**Instruksi:** Teruskan artikel berita tentang pendaftaran tanah di sekitar Al-Aqsha, dimulai tepat setelah kalimat terakhir yang ditampilkan.

**Petikan Teks:**

Yahudisasi Kawasan Sekitar Al-Aqsha, Israel Daftarkan Tanah Palestina Sebagai Milik Yahudi

Definisi ini memberikan wewenang kepada otoritas pendudukan Israel dan Unit Penjaga Properti di Kementerian Kehakiman Israel untuk menyita bangunan atau properti orang-orang Palestina yang dianggap absen. Tujuan dari undang-undang tersebut adalah untuk mencegah kembalinya orang-orang Arab-Palestina yang terlantar ke tanah atau properti yang ditinggalkannya sebelum, selama atau setelah perang pendudukan Israel terhadap tanah Palestina.

BY 4adminEdited Wed,29 Jun 2022,01:30 PM

Yerusalem, SPNA - Otoritas pendudukan Israel, melalui Kementerian Kehakiman, sebagaimana dilaporkan pada Senin (27/06/2022), mulai melakukan upaya Yahudisasi wilayah dengan cakupan yang luas di kota Yerusalem yang diduduki, dengan mendaftarkan kepemilikan wilayah yang luas di kota Palestina tersebut, termasuk wilayah di sekitar Kota Tua dan kompleks Masjid Al-Aqsha, atas nama orang-orang Yahudi.

Berdasarkan laporan media Israel, Haaretz, bahwa prosedur pendaftaran tersebut telah dimulai pada pekan lalu, dan termasuk tanah yang terletak di dalam rencana “Taman Nasional” di sekitar tembok Kota Tua, selatan Masjid Al-Aqsha.

Laporan tersebut menyatakan bahwa prosedur pendaftaran bergantung pada anggaran yang telah dialokasikan oleh pemerintah pendudukan Israel dengan klaim untuk “mengurangi kesenjangan dan meningkatkan kualitas hidup bagi penduduk Palestina yang tinggal di Yerusalem,” akan tetapi pada  kenyataannya pendaftaran dilakukan dengan mendaftarkan tanah dengan kepemilikan orang-orang Yahudi Israel.

Pendaftaran tanah yang termasuk dalam rencana Taman Arkeologi di Yerusalem, dapat menyebabkan keberatan dari Lembaga Dewan Wakaf Urusan Islam dan Tempat Suci di Yerusalem, pihak pemerintah Yordania, dan Palestina terhadap tindakan yang menargetkan banyak orang Palestina dari tanah pendudukan, dengan tujuan melakukan Yahudisasi Yerusalem yang diduduki.

Laporan menunjukkan bahwa petugas pendaftaran tanah di Yerusalem, David Rothenberg, telah memulai prosedur pendaftaran banyak distrik (daerah yang akan diprioritaskan untuk dilakukan pendaftaran) di Yerusalem dalam dua tahun terakhir, menyusul keputusan pemerintah pada tahun 2018.

**Baris Data:**
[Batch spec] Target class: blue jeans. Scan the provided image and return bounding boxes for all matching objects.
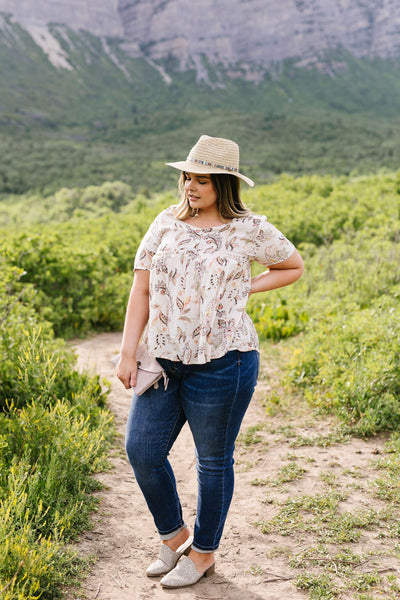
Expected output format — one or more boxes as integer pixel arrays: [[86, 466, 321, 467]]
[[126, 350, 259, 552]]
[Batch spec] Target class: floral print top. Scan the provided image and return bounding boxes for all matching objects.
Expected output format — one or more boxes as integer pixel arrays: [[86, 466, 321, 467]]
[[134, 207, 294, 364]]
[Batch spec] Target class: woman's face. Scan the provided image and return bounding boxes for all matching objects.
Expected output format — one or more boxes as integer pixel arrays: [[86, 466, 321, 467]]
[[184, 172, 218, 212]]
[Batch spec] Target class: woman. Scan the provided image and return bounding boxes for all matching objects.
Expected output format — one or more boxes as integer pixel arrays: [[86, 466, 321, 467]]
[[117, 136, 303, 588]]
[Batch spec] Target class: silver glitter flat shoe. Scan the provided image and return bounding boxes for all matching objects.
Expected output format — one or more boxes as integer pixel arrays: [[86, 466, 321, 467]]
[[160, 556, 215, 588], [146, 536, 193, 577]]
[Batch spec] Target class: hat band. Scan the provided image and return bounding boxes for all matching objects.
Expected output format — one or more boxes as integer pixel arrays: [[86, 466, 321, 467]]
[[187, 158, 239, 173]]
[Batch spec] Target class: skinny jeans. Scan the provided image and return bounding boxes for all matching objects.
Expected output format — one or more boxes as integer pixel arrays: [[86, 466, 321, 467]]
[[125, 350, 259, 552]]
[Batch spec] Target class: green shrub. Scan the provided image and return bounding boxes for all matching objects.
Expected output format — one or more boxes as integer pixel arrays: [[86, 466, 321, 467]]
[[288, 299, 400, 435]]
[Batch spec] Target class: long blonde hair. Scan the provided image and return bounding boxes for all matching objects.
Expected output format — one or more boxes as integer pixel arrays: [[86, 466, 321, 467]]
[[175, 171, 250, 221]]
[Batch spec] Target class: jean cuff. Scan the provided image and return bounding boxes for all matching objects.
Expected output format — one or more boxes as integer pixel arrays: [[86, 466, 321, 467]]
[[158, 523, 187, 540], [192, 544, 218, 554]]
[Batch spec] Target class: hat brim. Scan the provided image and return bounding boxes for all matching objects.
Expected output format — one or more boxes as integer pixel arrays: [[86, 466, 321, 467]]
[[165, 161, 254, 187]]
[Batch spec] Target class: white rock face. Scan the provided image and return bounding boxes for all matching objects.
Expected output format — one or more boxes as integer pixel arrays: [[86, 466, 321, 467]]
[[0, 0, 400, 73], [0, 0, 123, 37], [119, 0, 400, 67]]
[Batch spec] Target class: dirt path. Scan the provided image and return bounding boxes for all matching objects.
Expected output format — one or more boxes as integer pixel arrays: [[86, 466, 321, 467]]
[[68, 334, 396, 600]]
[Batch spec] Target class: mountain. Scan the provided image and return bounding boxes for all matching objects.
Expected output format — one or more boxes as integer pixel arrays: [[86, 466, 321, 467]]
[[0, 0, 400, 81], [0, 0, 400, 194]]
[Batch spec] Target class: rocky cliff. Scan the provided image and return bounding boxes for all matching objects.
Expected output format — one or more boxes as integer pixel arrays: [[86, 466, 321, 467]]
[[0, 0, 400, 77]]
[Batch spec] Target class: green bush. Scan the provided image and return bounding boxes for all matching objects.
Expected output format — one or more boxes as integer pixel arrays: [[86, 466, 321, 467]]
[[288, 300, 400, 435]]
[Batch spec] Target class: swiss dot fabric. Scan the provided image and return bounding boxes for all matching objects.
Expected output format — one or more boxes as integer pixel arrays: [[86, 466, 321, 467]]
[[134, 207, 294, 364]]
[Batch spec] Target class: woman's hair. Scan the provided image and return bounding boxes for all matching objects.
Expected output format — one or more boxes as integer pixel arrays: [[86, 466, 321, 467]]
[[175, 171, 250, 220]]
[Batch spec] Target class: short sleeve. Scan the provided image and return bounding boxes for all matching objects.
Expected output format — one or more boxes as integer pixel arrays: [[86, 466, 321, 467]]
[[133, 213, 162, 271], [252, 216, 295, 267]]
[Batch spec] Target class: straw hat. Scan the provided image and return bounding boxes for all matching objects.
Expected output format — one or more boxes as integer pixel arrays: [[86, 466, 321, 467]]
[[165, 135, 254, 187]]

**Hasil Latihan:**
Tindakan ini secara luas ditentang oleh kelompok hak asasi manusia, karena menargetkan tanah yang dimiliki oleh “Unit Penjaga Properti orang-orang yang absen atau tidak hadir atau tidak ada” yang mencakup bagian sejumlah proyek dan pemukiman ilegal Israel yang direncanakan di masa depan.

Proses pendaftaran hampir berakhir di lingkungan Sheikh Jarrah di Yerusalem yang diduduki, dan mengatakan bahwa “hampir semua tanah didaftarkan atas nama pemilik Yahudi”.

Pada 20 Maret 1950, otoritas pendudukan Israel menerbitkan Undang-undang Hukum Properti Absentee. Hukum ini mendefinisikan siapa saja yang mengungsi atau meninggalkan perbatasan Palestina yang diduduki sampai November 1947, dengan alasan apapun, terutama karena perang, ia dianggap “absen”, yang berarti ia dianggap tidak ada.

Definisi ini memberikan wewenang kepada otoritas pendudukan Israel dan Unit Penjaga Properti di Kementerian Kehakiman Israel untuk menyita bangunan atau properti orang-orang Palestina yang dianggap absen. Tujuan dari undang-undang tersebut adalah untuk mencegah kembalinya orang-orang Arab-Palestina yang terlantar ke tanah atau properti yang ditinggalkannya sebelum, selama atau setelah perang pendudukan Israel terhadap tanah Palestina.

Laporan Haaretz tersebut mengindikasikan bahwa operasi pendaftaran tanah di kawasan Yerusalem tersebut juga menargetkan area di kawasan French Hill, di mana direncanakan pembangunan kawasan permukiman ilegal baru yang disebut Givat HaShaked, di selatan Yerusalem.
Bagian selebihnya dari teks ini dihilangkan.